Wherever a picture appears in the listing below, leave it out and reproduce the rest exactly.

→ **Recorded information**:
^^^^^^^^^^^^^^^^

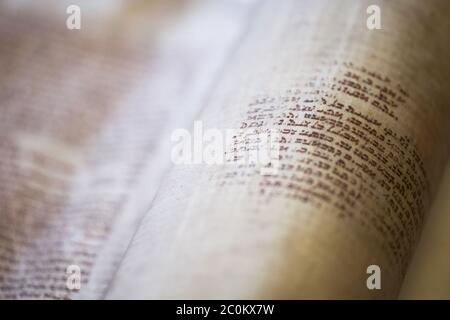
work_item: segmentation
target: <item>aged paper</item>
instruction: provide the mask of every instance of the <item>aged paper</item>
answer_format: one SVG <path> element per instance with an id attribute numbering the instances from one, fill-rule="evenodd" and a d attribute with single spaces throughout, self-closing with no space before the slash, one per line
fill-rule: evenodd
<path id="1" fill-rule="evenodd" d="M 200 117 L 278 172 L 177 165 L 108 298 L 397 297 L 448 150 L 448 1 L 266 1 Z M 250 131 L 248 131 L 250 129 Z M 381 290 L 367 268 L 379 266 Z"/>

^^^^^^^^^^^^^^^^

→ **Answer for the task**:
work_item: segmentation
target: <item>aged paper</item>
instruction: provide the mask of every instance of the <item>aged paper</item>
answer_format: one SVG <path> element per instance with an id attribute numbering the instances from one, fill-rule="evenodd" and a d attribute with single spaces throughout, self-closing with no space before the slash, one per line
fill-rule: evenodd
<path id="1" fill-rule="evenodd" d="M 200 117 L 278 172 L 177 165 L 108 298 L 397 297 L 448 150 L 448 1 L 266 1 Z M 250 131 L 248 131 L 250 129 Z M 381 290 L 367 268 L 379 266 Z"/>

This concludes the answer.